Passage >>

-------

The benefits of modern medicine, founded in the system of scientific inquiry, are undeniable. It has led to better public hygiene, reduced transmission of infectious diseases, and lower mortality rates associated with childbirth. Over the past century, this allowed populations to surge and our life expectancy to be greatly extended.
Western-style medicine also improves quality of life. Surgical procedures can correct otherwise debilitating spinal deformities. Adults can undergo laser acne scar removal to erase the confidence-sapping pockmarks and blemishes incurred earlier in life. And then there’s the sheer convenience of purchasing over-the-counter medicines to address a variety of symptoms.
But when it comes to exploring the influence of our minds over our bodies’ ability to heal, medical science is still grasping for new knowledge. Here, traditional practices may offer something different.
Mind and body in traditional medicine
Disease, injury, and death have been a fact of human life throughout our species’ evolution. By contrast, even if you account for its founding by Hippocrates in ancient Greece, medical science has only been with us for over two thousand years.
For much of our existence, therefore, humans have relied on various forms of traditional medicine. And these practices are holistic out of necessity. Lacking the information derived from science, a tribal healer or shaman would have to reference cultural, social, or even spiritual elements in treating an ill person.
This has resulted in traditional medicine having an outlook that more thoroughly considers the entire context of a person’s well-being.

-------

Available data >>
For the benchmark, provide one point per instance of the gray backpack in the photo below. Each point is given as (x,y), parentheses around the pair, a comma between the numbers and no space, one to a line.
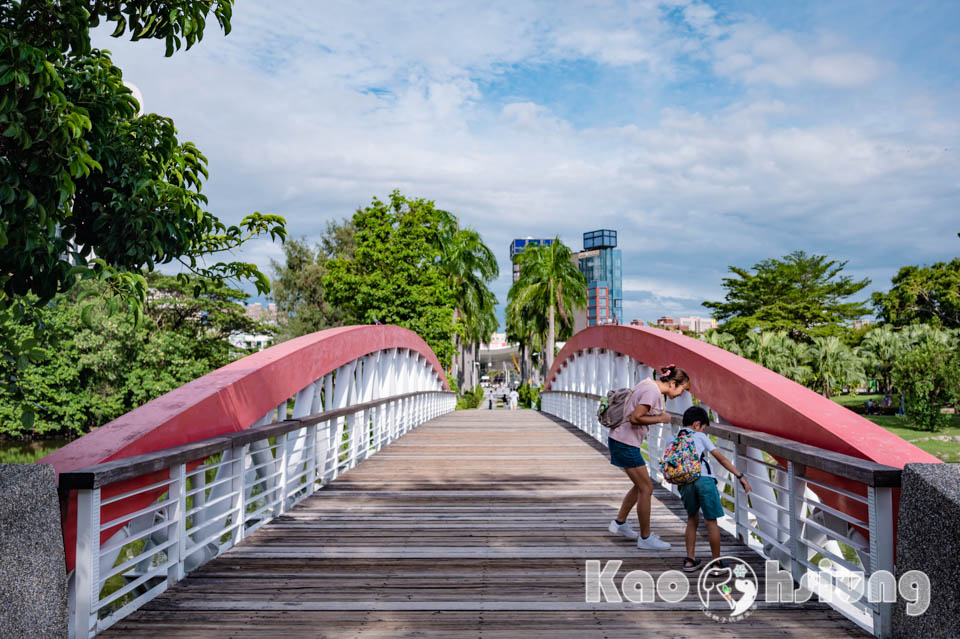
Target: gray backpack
(611,412)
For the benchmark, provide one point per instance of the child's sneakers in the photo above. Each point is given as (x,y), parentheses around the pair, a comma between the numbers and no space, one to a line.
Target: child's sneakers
(624,529)
(652,543)
(691,564)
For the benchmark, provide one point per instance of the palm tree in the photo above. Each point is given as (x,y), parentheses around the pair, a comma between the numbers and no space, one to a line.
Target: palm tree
(832,364)
(469,265)
(778,352)
(550,284)
(880,349)
(726,341)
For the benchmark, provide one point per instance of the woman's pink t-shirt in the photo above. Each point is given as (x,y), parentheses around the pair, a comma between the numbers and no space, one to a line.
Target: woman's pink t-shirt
(646,392)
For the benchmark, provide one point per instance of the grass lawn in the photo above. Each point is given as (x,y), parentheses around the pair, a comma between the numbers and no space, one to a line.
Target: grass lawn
(948,451)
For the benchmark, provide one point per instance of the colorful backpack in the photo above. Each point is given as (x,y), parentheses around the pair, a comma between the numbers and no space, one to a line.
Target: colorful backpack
(680,463)
(612,407)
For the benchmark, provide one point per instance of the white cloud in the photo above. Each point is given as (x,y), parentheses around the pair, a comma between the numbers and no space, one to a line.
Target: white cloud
(310,113)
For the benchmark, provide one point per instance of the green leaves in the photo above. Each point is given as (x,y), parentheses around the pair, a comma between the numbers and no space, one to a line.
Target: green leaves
(543,298)
(393,275)
(803,294)
(924,294)
(82,175)
(87,376)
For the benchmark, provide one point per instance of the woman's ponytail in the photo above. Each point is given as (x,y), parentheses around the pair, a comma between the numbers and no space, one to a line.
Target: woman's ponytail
(673,374)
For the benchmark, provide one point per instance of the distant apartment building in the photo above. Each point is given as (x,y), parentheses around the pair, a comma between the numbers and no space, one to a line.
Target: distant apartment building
(256,341)
(601,263)
(688,324)
(518,245)
(258,313)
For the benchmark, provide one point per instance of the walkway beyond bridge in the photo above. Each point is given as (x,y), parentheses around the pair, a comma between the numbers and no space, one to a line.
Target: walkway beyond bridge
(474,524)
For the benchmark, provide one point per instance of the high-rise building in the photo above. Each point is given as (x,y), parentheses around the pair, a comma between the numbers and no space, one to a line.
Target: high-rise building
(602,264)
(517,246)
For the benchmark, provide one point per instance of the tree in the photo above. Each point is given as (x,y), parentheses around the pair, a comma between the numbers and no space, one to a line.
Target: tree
(726,341)
(923,294)
(90,190)
(880,350)
(394,276)
(549,286)
(832,365)
(298,282)
(802,294)
(776,351)
(928,376)
(97,374)
(469,266)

-------

Questions >>
(a) According to the passage on modern and traditional medicine, who founded medical science, and where?
(b) Write the next few paragraphs of the passage on modern and traditional medicine, picking up after its final sentence.

Answers to the tasks >>
(a) Hippocrates, in ancient Greece.

(b)
Even without scientific evidence, traditional practitioners know that a positive attitude can help you recover better. Ayurveda recognizes that disruption in emotional or spiritual harmony can leave you prone to disease. Similarly, Chinese traditional medicine maps emotional meridians onto specific organs: anger with the liver, joy with the heart, and so on.
Because of this holistic approach, traditional medicine is more open to the idea that the mind plays a part in healing the body. Traditional healers are as likely to prescribe meditation, aromatherapy, or massage and rate them as highly as a Western doctor would recommend a specific drug or procedure.
Evidence of effectiveness
Alternative practices, handed down through centuries or even millennia, might hold a firm belief in the power of mind over body. But Western science demands evidence, and people today are often conditioned to do the same. Before we try out these seemingly exotic therapies, we want to know if they really work.
There’s a sizable array of scientific research in support of mind-body interventions for common clinical conditions. Mindfulness meditation, for example, has been found to relieve chronic pain. A technique known as HeartMath emotional shifting demonstrated improvements in diabetic patients’ blood glucose, cholesterol, blood pressure, and heart rate. Other therapies have been shown to improve post-surgical outcomes and alleviate symptoms related to cancer or treatments thereof.
Though not a therapy itself, the placebo effect also demonstrates how the mind can influence our bodies. This was first discovered during World War II, when then-medic Dr. Henry Beecher improvised saline solution to cover for a shortage of morphine needed by wounded soldiers. Placebo responses may be mediated by conditioning the mind, which regulates unconscious physiological functions like hormone secretion.
In Cure, Jo Marchant details studies that are even further “out there.” These include hypnotherapy as a treatment for irritable bowel syndrome and the application of VR technology in an immersive environment as a painkiller for burn victims.
A lack of acceptance
Despite this evidence, mind-body interventions still lack widespread acceptance, although awareness of their potential is growing.
For many scientists, their association with traditional medicine automatically taints them with suspicion of quackery and charlatanism, accusations that have been frequently leveled against practitioners in this realm.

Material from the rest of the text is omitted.